# Exercise
For this exercise, write out the whole listing below exactly, omitting its images.

# Dataset extract

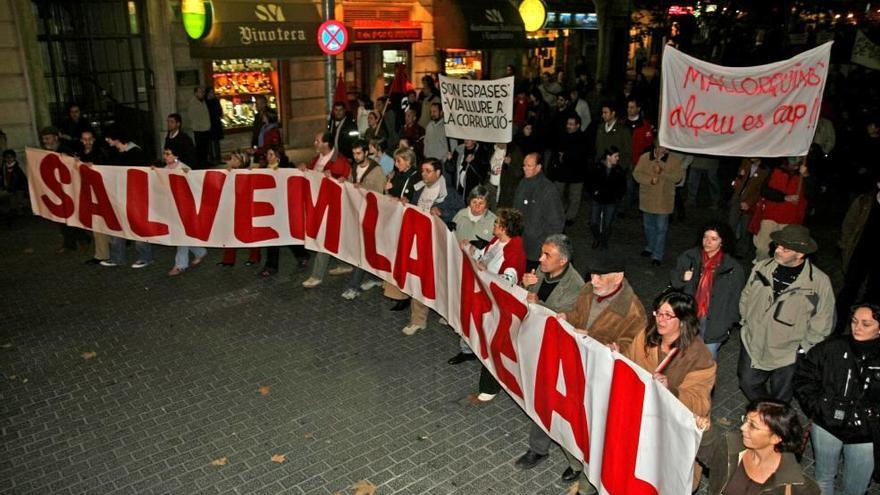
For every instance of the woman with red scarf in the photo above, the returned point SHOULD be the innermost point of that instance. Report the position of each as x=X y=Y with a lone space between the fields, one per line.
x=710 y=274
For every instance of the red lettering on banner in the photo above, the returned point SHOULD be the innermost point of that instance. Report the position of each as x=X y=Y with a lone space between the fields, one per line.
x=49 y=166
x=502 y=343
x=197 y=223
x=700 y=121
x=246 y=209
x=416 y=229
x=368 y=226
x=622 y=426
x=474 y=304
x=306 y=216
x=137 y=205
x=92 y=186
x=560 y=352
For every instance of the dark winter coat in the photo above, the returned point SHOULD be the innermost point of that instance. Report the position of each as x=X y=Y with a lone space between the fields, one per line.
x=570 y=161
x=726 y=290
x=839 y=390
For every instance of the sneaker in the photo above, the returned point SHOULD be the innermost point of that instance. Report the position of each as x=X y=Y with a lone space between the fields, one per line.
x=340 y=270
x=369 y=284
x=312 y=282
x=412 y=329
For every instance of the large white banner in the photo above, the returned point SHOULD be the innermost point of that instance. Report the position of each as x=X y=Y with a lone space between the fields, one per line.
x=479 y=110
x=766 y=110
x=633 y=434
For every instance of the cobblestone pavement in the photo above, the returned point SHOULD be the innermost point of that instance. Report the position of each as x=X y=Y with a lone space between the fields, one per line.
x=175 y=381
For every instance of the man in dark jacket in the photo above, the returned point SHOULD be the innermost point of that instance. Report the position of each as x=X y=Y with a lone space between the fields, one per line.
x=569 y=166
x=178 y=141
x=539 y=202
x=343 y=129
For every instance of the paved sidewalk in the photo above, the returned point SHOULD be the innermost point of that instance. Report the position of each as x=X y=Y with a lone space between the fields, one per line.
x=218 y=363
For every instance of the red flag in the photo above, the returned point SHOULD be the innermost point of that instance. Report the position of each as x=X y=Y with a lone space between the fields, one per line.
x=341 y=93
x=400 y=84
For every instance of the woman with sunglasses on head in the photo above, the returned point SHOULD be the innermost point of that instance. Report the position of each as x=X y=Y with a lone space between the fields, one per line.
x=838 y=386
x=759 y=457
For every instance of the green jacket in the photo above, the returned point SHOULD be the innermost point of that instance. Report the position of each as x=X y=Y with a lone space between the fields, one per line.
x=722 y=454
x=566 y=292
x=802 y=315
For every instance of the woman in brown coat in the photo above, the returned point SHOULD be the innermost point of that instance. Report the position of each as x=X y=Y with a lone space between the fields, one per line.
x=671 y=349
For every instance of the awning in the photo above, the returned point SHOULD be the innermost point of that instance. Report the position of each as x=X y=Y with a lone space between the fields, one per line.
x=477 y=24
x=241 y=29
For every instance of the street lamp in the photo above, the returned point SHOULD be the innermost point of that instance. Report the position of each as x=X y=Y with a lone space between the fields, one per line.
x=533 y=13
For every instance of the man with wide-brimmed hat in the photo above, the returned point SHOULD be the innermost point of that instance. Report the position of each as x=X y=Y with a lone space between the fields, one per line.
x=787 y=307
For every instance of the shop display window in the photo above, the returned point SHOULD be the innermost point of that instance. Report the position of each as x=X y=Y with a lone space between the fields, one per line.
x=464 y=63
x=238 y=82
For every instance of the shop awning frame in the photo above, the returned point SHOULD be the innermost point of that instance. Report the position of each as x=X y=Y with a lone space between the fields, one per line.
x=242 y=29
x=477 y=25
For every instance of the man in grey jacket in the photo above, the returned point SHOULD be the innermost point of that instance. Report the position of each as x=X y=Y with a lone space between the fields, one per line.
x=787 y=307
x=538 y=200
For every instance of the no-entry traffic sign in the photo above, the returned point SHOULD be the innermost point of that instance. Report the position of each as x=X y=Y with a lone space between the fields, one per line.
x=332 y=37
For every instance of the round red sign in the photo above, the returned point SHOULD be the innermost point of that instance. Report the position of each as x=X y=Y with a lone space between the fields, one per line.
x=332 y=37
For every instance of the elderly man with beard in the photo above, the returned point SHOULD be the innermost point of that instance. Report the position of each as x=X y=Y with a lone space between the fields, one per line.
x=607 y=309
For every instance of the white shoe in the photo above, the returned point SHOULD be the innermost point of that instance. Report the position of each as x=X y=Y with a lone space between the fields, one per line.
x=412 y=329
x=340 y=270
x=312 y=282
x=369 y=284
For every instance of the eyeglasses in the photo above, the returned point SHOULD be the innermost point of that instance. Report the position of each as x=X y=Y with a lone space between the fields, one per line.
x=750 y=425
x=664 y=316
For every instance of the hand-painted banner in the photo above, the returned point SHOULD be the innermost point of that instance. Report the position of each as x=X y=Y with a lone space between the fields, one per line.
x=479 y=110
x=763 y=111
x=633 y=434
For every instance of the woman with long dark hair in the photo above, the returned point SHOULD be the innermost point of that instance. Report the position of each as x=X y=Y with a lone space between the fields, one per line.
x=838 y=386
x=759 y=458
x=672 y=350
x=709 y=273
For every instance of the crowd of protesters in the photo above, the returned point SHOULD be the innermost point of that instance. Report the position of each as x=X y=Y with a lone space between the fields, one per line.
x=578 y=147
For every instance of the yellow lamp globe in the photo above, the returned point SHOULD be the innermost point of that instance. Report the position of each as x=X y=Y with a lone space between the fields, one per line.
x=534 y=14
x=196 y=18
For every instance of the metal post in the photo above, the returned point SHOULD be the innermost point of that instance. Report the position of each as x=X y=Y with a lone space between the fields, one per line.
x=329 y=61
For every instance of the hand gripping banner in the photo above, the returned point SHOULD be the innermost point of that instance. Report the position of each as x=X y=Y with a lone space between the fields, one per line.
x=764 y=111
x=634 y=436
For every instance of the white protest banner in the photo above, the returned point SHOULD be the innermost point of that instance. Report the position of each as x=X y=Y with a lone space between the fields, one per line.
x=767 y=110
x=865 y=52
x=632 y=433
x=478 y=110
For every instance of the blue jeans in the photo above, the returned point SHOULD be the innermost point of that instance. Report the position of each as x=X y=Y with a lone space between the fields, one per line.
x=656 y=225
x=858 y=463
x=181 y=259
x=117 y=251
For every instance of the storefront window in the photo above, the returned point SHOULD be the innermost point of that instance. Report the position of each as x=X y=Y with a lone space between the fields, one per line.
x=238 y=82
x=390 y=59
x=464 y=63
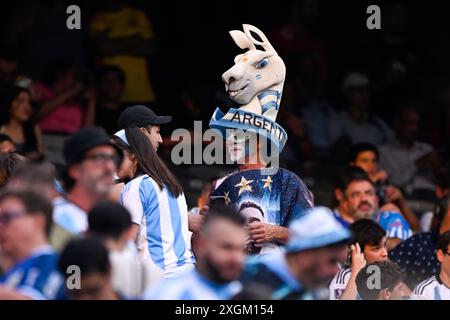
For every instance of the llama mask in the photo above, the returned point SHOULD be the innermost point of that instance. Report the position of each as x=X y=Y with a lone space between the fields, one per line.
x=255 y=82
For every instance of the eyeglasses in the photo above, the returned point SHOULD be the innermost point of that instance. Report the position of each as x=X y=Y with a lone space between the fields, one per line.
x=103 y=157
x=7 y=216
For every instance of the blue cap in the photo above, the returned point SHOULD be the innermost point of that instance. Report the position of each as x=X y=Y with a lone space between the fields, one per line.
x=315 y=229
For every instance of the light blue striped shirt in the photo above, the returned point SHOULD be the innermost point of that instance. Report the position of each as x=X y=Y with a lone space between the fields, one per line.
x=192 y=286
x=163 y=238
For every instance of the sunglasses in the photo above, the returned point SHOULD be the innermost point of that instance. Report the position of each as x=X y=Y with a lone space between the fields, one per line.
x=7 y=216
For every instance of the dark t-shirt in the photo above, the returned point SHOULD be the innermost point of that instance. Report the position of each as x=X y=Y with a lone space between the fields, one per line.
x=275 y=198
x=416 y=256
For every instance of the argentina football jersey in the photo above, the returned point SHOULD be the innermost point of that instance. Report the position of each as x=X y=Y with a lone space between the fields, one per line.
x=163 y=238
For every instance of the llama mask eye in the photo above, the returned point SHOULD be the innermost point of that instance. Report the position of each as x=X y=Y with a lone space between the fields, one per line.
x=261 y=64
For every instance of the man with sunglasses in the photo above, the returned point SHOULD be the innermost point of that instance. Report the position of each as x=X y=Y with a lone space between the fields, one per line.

# Answer to the problem
For every instance of the woman with red scarf in the photo above, the returned point SHOULD be the innermost point of that instance. Report the position of each as x=X y=Y with a lone space between the fields, one per line.
x=710 y=274
For every instance of the red lettering on banner in the photo above, the returned point SHOULD be the innermost point of that instance. Report the position of each as x=X y=Y with a lone space between the fields, one per line.
x=49 y=166
x=502 y=343
x=197 y=223
x=700 y=121
x=246 y=209
x=416 y=229
x=368 y=226
x=622 y=426
x=474 y=304
x=306 y=216
x=137 y=205
x=92 y=186
x=560 y=352
For every instance of the dark winter coat in the photo above, the returned point SHOULD be the innermost point of that instance. Report the position of each as x=X y=Y with a lone space between the fields, one per line.
x=570 y=161
x=726 y=290
x=839 y=390
For every instance of the sneaker in the photo above, the returned point SHOULD be the innermost point of that instance. Report the position of each as x=X y=Y with a lone space between the fields, one per line.
x=340 y=270
x=369 y=284
x=312 y=282
x=412 y=329
For every instance of the large white banner in the photo above, the returned point SHOULD be the innermost point of that instance. Report the position of each as x=X y=Y with a lone space between the fields, one per line.
x=479 y=110
x=766 y=110
x=633 y=434
For every instance of the cobblestone pavement in the photo above, the returned point SHOULD be the innermost point of that instance. Report the position of each as x=X y=Y with a lone space between the fields, one per line.
x=175 y=381
For every instance of the man in dark jacket in the photo above, the returned point SHOULD be the innermost point of that instance. Report the position of each as x=X y=Y with a lone space between the fields, one per line.
x=569 y=166
x=178 y=141
x=539 y=202
x=343 y=129
For every instance of the paved sidewalk in the photo above, the returned point SHOULD be the innermost point of that instance. Report the position of each as x=X y=Y with a lone space between the fields, one per line.
x=218 y=363
For every instance of the red flag in the photo above, the returned point SHOULD be the innermost point of that instance. Report the position of each as x=X y=Y with a lone space between the fields, one per line.
x=341 y=93
x=400 y=84
For every instance of the woman with sunglasses on head in the photo above, the returned point SHOULD be the innermost point of that instance. Report the position of each as x=X y=Y with a lone space between the fields, one per line.
x=838 y=386
x=759 y=457
For every instance of the green jacket in the photo above, the returned point SHOULD be the innermost point of that instance. Report the position of each as x=X y=Y with a lone space between the fields, one per line.
x=722 y=454
x=566 y=292
x=802 y=315
For every instance of the woman in brown coat in the photo above, the returned point SHOULD be the innermost point of that instance. Report the position of each as x=X y=Y with a lone space between the fields, one per line.
x=671 y=349
For every instance of the awning in the photo above, the returned point SHOULD be the innermost point of that instance. Report the position of each as x=X y=Y with a lone space between the fields, one per line.
x=477 y=24
x=241 y=29
For every instance of the street lamp in the photo above, the returned point SHOULD be the innermost point of that instance. Report the position of each as x=X y=Y with a lone space between the fields, one per line.
x=533 y=13
For every instance of the man with wide-brimmed hat in the photo above, the returned point SHOULD be the innermost point of that instance. Report the position of each as x=X y=Y with a lone space between the fields, one per line.
x=787 y=307
For every instance of the shop display window in the photo above, the returned point SHOULD be the innermost point of that instance. Report the position of each as x=X y=Y with a lone space between the fields, one per line.
x=464 y=63
x=238 y=82
For every instance of the shop awning frame in the photo above, the returned point SHOULD be the innermost point of that instance. Report the position of each as x=X y=Y with a lone space between the fields, one per line.
x=242 y=29
x=477 y=25
For every instance of the man in grey jacket in the photo above, the returned point SHOULD be the innermost point of that instance. Report the position of each as x=X y=Y with a lone space between the fields, one per line.
x=787 y=307
x=538 y=200
For every instance of the no-entry traffic sign in the photo above, the returned point SHOULD be the innermost point of that instance. Report the position of each as x=X y=Y with a lone space between the fields, one per line.
x=332 y=37
For every instance of the round red sign in the photo above, the returned point SHOULD be the innermost point of that instance. Report the position of each as x=X y=Y with a lone space between the fields, one per line.
x=332 y=37
For every instance of the elderly man with beard in the photo above, the returned point SHOULD be the innermost point of that instance. Report the position of each as x=X y=Y with a lone space between the fields, one per line.
x=607 y=309
For every instance of the white shoe in the photo above, the returned point SHOULD be the innermost point of that instance. Report the position of each as x=X y=Y with a lone space between the fields, one per line.
x=412 y=329
x=340 y=270
x=312 y=282
x=369 y=284
For every instance of the eyeglasses in the photo above, the returned point SHOULD be the innermost point of that instance. Report the position of each as x=X y=Y with a lone space between the fields, one per line.
x=750 y=425
x=664 y=316
For every instance of the hand-painted banner in the photo above, the returned point SHOULD be the innermost point of that instance. Report the position of each as x=X y=Y with a lone space between the fields, one per line.
x=479 y=110
x=763 y=111
x=633 y=434
For every instance of the woman with long dark hair in the photo above, the returned point SHOULD be the innermost point of that instance. Report the position of each as x=X y=Y with a lone space between the fields, one per line.
x=838 y=386
x=759 y=458
x=672 y=350
x=709 y=273
For every instance of the crowd of protesters in the photo above, the returned point SHOULD be the innermost point of that instance. Report the position of each as x=X y=Y with a lone space between the fields, one per line.
x=578 y=147
For every instance of the yellow lamp globe in the photo above, the returned point SHOULD be the innermost point of that instance. Report the position of each as x=X y=Y with a lone space between the fields, one per line.
x=534 y=14
x=196 y=18
For every instance of the metal post in the photo above, the returned point SHOULD be the innermost point of that instance. Report the position of each as x=X y=Y with a lone space between the fields, one per line.
x=329 y=61
For every instance of the hand gripping banner in the photo above, the returned point SHOULD be the innermost point of that instance. Report the position of each as x=X y=Y with a lone space between the fields, one per line.
x=764 y=111
x=634 y=436
For every instance of the white protest banner in the photo above, the returned point SHOULD be the innermost point of that instance. Report the position of each as x=X y=Y with a lone space between the fields, one per line.
x=767 y=110
x=865 y=52
x=632 y=433
x=478 y=110
For every instance of the blue jeans in the photo above, the returned point SHOULD be the innermost point of that instance. Report the position of each as x=X y=Y with a lone space between the fields, one per line.
x=656 y=225
x=858 y=463
x=181 y=259
x=117 y=251
For every instance of the storefront window in the photo above, the returned point SHOULD be the innermost point of that instance. Report the position of each as x=X y=Y with a lone space between the fields, one per line.
x=238 y=82
x=390 y=59
x=464 y=63
For every instance of the llama mask in the photo above, the returned point SHOULD be the innermost point of that instance. Report the position of each as x=X y=Y with a lone space between the fields, one per line.
x=255 y=82
For every instance of the eyeglasses in the photo above, the returned point SHOULD be the innermost point of that instance. Report the position of each as x=X y=Y with a lone space between the fields, one per line.
x=103 y=157
x=7 y=216
For every instance of the blue cap in the photo above, the returned point SHOULD be the innermost point of that instance. Report the position of each as x=X y=Y with a lone space between the fields, one per line.
x=315 y=229
For every instance of the light blue striped shirt in the photo above, the returned point SHOULD be the innermost point of that instance. Report the position of each as x=X y=Y with a lone space between the fields, one per line.
x=192 y=286
x=163 y=238
For every instance of the sunglasses in the photo above, the returned point SHOULD be the innermost point of that instance. Report the position of each as x=X y=Y with a lone space between the fields, one per line.
x=7 y=216
For every instance of the dark t-shirt in the photo above, the returned point SHOULD be the innermost point of that instance. Report the position of each as x=X y=Y with a lone space between the fields, one per line.
x=275 y=198
x=416 y=256
For every instance of the argentina football jersey in the photo above, the returned point SHOULD be the innermost point of that instance. Report the position of each as x=X y=Y with a lone space between the fields, one per line.
x=163 y=238
For every instance of the llama mask eye in the photo above, the returned point SHOULD be the innermost point of that instance. Report the position of each as x=X y=Y with a lone space between the fields, one per line.
x=261 y=64
For every instance of the man with sunglasses in the photo above, the returned point SHOULD be the innermost point of that instance. Report the position of each as x=X y=Y with a lone space between the fields, one per line.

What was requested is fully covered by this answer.